In questo caso parliamo del noto "decreto salvaciclisti" e di una comunicazione ricevuta in questi giorni e che vi riportiamo alla fine di questo intervento.
Voi cosa ne pensate? 

Ecco cosa ne penso io. Credo che l'abbassamento dei limiti di velocità a 30 km/h all'interno dei centri urbani (come fatto dalla Città di Saronno) possa anche essere inutile se, come spesso accade, si "centra" un pedone o un ciclista. Si può evitare la morte, ma di sicuro non l'infortunio che a volte può essere anche permanente, perchè tutto dipende anche da come si cade a terra a seguito dell'urto!

Non sarebbe piu utile promuovere l'uso del casco in bicicletta o realizzare nuove piste ciclabili all'interno dei centri abitati o "convertire" quei marciapiedi che si prestano a diventare tali?
_ _ _ _
Aggiorni il brano sul decreto salvaciclisti: ne riporti la parte compresa tra "In questo caso" e "cosa ne pensate?", estremi inclusi, con "comunicazione" sostituito da "segnalazione".

**Dati forniti**
_ _ _ _
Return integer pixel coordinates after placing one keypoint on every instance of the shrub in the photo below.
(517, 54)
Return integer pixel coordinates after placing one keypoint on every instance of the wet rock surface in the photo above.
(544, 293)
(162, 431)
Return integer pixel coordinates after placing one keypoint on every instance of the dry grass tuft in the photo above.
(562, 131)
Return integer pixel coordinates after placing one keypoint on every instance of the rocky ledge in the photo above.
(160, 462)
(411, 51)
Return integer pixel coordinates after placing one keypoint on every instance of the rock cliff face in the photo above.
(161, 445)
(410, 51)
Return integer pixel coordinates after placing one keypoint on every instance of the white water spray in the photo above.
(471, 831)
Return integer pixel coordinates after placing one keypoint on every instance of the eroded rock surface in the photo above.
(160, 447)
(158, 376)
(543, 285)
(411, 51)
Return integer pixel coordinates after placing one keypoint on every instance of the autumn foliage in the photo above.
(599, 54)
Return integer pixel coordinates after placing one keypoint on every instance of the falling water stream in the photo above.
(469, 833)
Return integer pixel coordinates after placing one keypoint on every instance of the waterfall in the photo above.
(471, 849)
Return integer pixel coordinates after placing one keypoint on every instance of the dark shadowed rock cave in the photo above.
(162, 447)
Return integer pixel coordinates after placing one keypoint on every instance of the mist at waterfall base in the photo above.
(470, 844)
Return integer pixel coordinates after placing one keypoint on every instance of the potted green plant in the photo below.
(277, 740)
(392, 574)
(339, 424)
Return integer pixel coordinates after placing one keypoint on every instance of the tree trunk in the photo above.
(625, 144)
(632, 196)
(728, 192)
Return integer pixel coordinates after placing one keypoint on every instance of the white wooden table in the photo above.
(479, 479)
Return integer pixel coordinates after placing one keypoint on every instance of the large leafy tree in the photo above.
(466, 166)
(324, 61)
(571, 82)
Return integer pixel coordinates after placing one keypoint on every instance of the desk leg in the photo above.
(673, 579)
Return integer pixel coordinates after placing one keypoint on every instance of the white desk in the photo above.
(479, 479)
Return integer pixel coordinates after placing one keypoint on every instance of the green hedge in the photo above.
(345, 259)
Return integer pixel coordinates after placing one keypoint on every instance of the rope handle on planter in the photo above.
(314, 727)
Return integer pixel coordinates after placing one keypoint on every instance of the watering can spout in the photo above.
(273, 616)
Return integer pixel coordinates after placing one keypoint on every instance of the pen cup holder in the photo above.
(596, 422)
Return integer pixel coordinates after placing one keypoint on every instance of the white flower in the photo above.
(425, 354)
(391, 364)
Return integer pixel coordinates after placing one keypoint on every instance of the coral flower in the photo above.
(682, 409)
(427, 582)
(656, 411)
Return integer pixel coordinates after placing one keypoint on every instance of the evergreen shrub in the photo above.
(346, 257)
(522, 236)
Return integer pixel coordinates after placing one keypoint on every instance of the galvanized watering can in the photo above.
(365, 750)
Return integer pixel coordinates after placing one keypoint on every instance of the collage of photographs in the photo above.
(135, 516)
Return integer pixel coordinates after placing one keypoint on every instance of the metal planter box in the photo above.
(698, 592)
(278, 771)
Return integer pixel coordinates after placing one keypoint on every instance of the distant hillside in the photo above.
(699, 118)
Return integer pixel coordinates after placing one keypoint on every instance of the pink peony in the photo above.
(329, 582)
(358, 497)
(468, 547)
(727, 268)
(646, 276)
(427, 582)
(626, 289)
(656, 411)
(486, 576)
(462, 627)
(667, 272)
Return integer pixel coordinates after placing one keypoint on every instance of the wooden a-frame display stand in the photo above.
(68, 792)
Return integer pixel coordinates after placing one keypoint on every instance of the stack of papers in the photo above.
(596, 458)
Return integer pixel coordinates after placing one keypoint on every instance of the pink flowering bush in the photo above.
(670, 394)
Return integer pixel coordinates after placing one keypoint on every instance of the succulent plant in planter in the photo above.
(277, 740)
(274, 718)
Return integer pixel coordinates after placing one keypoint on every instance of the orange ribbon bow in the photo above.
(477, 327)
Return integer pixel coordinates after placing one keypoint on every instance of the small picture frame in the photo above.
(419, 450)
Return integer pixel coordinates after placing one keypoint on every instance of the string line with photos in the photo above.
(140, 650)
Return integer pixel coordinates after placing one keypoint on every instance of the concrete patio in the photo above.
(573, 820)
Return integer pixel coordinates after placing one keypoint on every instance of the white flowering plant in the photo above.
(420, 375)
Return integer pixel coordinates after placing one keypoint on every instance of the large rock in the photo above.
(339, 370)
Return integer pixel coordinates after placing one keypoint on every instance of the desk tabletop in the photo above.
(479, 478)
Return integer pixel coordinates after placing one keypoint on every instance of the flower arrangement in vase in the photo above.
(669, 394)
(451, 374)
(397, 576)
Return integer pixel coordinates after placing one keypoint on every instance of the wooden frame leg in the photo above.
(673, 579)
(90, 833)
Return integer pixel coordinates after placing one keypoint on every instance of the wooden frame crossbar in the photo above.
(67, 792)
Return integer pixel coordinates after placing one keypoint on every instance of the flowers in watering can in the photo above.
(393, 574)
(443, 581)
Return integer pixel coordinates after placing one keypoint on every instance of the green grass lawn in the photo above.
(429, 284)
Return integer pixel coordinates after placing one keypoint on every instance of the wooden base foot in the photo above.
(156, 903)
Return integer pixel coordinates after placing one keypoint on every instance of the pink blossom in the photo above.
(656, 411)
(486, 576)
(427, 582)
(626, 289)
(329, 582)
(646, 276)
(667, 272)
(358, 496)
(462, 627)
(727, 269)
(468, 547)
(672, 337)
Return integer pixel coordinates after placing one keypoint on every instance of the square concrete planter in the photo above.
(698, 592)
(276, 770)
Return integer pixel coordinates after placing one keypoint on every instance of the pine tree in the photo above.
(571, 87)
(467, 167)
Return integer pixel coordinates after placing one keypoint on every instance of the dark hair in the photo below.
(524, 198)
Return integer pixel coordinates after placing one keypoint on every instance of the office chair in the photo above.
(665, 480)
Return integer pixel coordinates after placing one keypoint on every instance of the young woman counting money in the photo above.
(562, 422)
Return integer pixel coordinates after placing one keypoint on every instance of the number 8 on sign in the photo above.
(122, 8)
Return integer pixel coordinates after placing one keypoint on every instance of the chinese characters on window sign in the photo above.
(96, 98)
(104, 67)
_ _ _ _
**Risultato**
In questo caso parliamo del noto "decreto salvaciclisti" e di una segnalazione ricevuta in questi giorni e che vi riportiamo alla fine di questo intervento.
Voi cosa ne pensate?